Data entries
::::::

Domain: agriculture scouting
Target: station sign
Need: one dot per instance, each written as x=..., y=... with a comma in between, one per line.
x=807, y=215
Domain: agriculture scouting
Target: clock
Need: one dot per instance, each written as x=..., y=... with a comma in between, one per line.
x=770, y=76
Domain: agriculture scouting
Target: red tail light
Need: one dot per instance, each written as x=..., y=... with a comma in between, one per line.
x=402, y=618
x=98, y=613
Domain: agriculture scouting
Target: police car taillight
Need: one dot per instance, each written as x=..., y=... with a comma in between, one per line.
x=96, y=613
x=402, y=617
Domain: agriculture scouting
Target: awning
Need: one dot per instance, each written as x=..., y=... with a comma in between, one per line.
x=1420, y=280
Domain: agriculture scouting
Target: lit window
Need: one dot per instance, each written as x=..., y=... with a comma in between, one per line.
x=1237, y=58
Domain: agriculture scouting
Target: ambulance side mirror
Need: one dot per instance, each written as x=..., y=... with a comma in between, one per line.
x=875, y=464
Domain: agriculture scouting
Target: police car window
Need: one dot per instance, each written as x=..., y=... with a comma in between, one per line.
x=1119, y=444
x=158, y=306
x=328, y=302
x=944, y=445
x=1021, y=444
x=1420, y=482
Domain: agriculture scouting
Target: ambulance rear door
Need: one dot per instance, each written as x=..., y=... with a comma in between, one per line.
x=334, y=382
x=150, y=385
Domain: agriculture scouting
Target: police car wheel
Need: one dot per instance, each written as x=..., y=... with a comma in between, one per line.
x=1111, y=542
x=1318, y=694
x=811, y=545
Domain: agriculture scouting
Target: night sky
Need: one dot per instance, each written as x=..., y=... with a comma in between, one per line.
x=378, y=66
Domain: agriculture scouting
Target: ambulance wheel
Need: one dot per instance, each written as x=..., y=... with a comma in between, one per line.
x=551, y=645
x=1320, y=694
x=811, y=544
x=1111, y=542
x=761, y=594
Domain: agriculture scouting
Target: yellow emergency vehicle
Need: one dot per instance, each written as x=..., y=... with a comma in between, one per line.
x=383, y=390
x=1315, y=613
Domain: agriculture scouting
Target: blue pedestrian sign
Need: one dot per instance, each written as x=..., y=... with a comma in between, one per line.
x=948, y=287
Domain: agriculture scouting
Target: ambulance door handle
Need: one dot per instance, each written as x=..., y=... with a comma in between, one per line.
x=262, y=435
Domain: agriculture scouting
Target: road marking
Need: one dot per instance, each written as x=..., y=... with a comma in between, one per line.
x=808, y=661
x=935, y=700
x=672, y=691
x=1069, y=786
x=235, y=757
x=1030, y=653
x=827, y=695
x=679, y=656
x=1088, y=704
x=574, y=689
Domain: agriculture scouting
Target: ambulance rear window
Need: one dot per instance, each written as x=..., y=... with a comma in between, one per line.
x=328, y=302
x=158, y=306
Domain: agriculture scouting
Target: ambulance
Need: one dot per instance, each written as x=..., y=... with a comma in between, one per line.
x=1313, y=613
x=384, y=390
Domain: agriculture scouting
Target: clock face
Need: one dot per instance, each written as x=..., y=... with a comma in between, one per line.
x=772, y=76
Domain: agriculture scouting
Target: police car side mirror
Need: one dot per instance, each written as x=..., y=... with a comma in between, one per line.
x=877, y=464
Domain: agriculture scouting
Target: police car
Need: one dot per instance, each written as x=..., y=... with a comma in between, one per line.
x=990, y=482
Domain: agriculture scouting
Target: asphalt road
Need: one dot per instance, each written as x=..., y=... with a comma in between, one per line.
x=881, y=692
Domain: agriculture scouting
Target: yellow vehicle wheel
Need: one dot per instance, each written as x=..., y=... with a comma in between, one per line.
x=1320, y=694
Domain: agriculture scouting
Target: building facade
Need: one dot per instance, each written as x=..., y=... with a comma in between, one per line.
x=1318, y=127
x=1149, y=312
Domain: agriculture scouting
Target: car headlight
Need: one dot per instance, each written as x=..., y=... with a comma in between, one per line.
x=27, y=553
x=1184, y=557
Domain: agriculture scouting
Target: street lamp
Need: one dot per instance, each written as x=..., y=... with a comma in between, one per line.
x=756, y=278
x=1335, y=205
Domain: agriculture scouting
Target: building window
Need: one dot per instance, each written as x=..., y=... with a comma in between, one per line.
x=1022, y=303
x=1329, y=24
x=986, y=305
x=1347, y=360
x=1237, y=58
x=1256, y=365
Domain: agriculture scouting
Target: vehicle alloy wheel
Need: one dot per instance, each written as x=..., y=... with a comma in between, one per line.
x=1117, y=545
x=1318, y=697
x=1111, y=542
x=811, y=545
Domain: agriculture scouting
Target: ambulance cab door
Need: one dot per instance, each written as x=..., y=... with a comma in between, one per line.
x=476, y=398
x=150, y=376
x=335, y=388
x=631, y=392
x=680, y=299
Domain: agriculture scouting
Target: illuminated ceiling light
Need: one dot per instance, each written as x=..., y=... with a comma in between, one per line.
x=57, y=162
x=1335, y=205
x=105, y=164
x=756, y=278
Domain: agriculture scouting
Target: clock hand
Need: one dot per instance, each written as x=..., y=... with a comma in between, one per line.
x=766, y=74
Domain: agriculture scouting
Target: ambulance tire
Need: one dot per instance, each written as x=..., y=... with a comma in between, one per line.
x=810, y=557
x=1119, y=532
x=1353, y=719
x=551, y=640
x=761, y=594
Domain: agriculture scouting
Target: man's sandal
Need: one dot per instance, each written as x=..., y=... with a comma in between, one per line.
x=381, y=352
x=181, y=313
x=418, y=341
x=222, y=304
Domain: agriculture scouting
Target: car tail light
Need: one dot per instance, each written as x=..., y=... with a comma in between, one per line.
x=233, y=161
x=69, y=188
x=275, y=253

::::::

→ **GOAL**
Rewrite the material from its first line through the line containing "x=1420, y=280", both ends included, keeping every request line and subtracting 93 from each x and y coordinate in the answers.

→ **PROBLEM SOLUTION**
Domain: agriculture scouting
Target: station sign
Need: one dot per instance, each written as x=..., y=... with a comma in between, one per line.
x=714, y=122
Domain: agriculture scouting
Target: clock
Need: one dot per instance, each written as x=..., y=... with a comma in between, one per line.
x=677, y=-17
Domain: agriculture scouting
Target: red tail light
Need: one dot per instance, each written as x=..., y=... with a comma in between, one per line.
x=309, y=525
x=5, y=520
Domain: agriculture scouting
Target: police car taillight
Need: one dot per instance, each written as x=..., y=... with a comma in between, one per line.
x=3, y=520
x=309, y=524
Domain: agriculture scouting
Target: awning
Need: one dot per instance, each written as x=..., y=... with a comma in between, one per line.
x=1327, y=187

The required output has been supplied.